### [Data for processing]

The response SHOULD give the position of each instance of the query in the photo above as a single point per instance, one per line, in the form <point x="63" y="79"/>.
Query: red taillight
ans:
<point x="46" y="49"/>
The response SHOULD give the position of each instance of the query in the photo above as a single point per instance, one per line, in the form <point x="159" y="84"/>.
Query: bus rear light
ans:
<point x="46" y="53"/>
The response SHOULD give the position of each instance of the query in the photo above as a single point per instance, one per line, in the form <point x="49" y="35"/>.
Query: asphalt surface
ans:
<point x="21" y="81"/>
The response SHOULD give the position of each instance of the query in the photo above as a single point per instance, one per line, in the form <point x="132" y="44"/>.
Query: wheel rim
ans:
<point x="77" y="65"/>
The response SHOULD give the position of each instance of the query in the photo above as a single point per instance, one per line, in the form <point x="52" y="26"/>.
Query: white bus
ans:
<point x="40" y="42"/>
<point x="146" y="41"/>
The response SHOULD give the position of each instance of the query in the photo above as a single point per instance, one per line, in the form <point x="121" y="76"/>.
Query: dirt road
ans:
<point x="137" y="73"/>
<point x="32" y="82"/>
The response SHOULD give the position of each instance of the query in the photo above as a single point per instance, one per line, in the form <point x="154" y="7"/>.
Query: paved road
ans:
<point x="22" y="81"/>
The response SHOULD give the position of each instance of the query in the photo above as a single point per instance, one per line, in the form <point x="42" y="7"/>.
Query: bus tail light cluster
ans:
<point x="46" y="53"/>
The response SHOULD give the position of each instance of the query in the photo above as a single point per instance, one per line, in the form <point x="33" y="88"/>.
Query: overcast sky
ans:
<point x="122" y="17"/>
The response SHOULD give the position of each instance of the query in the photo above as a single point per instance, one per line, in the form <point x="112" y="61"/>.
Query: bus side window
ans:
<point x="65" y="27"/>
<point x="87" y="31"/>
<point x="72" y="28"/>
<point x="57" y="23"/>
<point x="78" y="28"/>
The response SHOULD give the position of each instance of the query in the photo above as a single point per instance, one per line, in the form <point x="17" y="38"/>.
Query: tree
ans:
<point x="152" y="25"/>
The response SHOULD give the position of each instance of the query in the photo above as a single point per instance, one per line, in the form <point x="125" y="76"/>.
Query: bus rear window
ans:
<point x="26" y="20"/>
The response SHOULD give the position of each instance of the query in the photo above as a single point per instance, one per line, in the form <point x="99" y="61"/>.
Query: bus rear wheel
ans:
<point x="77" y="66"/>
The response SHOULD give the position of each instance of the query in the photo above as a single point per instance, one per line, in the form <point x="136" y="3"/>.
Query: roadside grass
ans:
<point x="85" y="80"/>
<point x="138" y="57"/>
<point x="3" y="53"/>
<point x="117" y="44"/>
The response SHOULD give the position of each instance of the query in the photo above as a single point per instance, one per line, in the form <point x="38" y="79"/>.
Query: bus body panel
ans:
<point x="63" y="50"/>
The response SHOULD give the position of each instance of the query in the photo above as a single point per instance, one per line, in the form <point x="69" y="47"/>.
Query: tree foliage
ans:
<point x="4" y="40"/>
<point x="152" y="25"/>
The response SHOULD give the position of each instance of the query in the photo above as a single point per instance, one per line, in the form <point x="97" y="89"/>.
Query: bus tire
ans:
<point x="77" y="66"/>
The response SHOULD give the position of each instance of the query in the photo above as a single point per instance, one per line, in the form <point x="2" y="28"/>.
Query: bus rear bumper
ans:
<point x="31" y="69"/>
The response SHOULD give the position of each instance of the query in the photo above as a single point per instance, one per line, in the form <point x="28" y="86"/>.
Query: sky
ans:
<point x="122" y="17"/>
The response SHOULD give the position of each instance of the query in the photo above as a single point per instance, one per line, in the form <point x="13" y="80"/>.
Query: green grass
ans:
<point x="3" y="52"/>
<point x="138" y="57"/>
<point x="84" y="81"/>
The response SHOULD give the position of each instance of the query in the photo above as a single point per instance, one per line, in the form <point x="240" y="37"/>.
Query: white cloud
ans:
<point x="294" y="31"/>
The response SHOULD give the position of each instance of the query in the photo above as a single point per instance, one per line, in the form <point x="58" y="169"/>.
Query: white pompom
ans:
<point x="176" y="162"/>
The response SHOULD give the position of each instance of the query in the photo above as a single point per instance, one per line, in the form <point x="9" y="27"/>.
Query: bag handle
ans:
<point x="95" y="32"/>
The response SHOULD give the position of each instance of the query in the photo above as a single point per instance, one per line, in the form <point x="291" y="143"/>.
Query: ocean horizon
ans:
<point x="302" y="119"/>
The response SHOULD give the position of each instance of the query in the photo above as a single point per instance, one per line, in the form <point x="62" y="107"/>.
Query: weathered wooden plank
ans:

### [Stated problem]
All of the material must be reproduced exactly.

### [Response to the task]
The response SHOULD give the position of each instance of the query in the photo above as a single point per instance, one per line, in the form <point x="63" y="79"/>.
Query: red taillight
ans:
<point x="46" y="49"/>
The response SHOULD give the position of each instance of the query in the photo above as a single point per instance, one per line, in the form <point x="159" y="84"/>.
Query: bus rear light
ans:
<point x="46" y="53"/>
The response SHOULD give the position of each instance of the query in the photo above as a single point per instance, one per line, in the form <point x="49" y="35"/>.
Query: asphalt surface
ans:
<point x="21" y="81"/>
The response SHOULD give the position of each instance of the query in the photo above as a single point per instance, one per line, in the form <point x="132" y="44"/>.
Query: wheel rim
ans:
<point x="77" y="65"/>
The response SHOULD give the position of each instance of the query in the photo above as a single point per instance, one per line, in the form <point x="52" y="26"/>.
Query: white bus
ans:
<point x="40" y="42"/>
<point x="146" y="41"/>
The response SHOULD give the position of each instance of the query in the photo above as a single point per instance, one per line, in the form <point x="121" y="76"/>.
Query: dirt road
ans:
<point x="137" y="73"/>
<point x="32" y="82"/>
The response SHOULD give the position of each instance of the query in the photo above as a single point per instance, one per line, in the form <point x="154" y="7"/>.
Query: paved road
ans:
<point x="22" y="81"/>
The response SHOULD give the position of each instance of the query in the photo above as a single point per instance, one per line, in the form <point x="42" y="7"/>.
Query: bus tail light cluster
ans:
<point x="46" y="53"/>
The response SHOULD give the position of each instance of the query in the photo above as a single point per instance, one per line, in the form <point x="33" y="88"/>.
Query: overcast sky
ans:
<point x="122" y="17"/>
The response SHOULD give the position of each instance of the query in the photo above as a single point per instance, one per line, in the form <point x="112" y="61"/>.
Query: bus side window
ans:
<point x="65" y="27"/>
<point x="87" y="31"/>
<point x="72" y="28"/>
<point x="57" y="23"/>
<point x="78" y="28"/>
The response SHOULD give the position of each instance of the query in the photo above as a single point per instance, one per line, in the form <point x="17" y="38"/>.
Query: tree
ans:
<point x="152" y="25"/>
The response SHOULD give the position of each instance of the query in the photo above as a single point per instance, one per line, in the form <point x="125" y="76"/>.
Query: bus rear window
ans:
<point x="26" y="20"/>
The response SHOULD give the position of each instance of the query in the photo above as a single point per instance, one per line, in the form <point x="99" y="61"/>.
Query: bus rear wheel
ans:
<point x="77" y="66"/>
The response SHOULD give the position of each instance of the query in the photo above as a single point per instance, one per line, in the form <point x="136" y="3"/>.
Query: roadside grass
ans:
<point x="85" y="80"/>
<point x="138" y="57"/>
<point x="3" y="53"/>
<point x="117" y="44"/>
The response SHOULD give the position of each instance of the query in the photo above as a single point per instance, one per line, in the form <point x="38" y="79"/>.
Query: bus body panel
ans:
<point x="63" y="50"/>
The response SHOULD give the position of each instance of the query in the photo above as a single point per instance, one per line, in the form <point x="69" y="47"/>.
Query: tree foliage
ans:
<point x="4" y="40"/>
<point x="152" y="25"/>
The response SHOULD give the position of each instance of the query in the photo above as a single point per instance, one per line, in the form <point x="97" y="89"/>.
Query: bus tire
ans:
<point x="77" y="66"/>
The response SHOULD give the position of each instance of the query in the photo above as a single point per instance, one per line, in the form <point x="2" y="28"/>.
Query: bus rear bumper
ans:
<point x="31" y="69"/>
The response SHOULD give the position of each instance of the query in the photo above as a single point per instance, one per line, in the form <point x="28" y="86"/>.
Query: sky
ans:
<point x="122" y="17"/>
The response SHOULD give the position of each instance of the query in the photo above as a single point per instance, one per line, in the form <point x="13" y="80"/>.
Query: green grass
ans:
<point x="3" y="52"/>
<point x="138" y="57"/>
<point x="84" y="81"/>
The response SHOULD give the position of each instance of the query in the photo above as a single point per instance, one per line, in the form <point x="240" y="37"/>.
Query: white cloud
ans:
<point x="294" y="31"/>
The response SHOULD give the position of each instance of the query in the photo above as a single point per instance, one per line, in the form <point x="58" y="169"/>.
Query: white pompom
ans:
<point x="176" y="162"/>
The response SHOULD give the position of each instance of the query in the photo above as a single point per instance, one per line, in the form <point x="9" y="27"/>.
Query: bag handle
ans:
<point x="95" y="32"/>
The response SHOULD give the position of each instance of the query in the photo above as a single point per instance, one per line, in the form <point x="291" y="143"/>.
Query: ocean horizon
ans:
<point x="302" y="119"/>
The response SHOULD give the position of each instance of the query in the photo above as a single point per instance, one per line, in the form <point x="62" y="107"/>.
Query: weathered wooden plank
ans:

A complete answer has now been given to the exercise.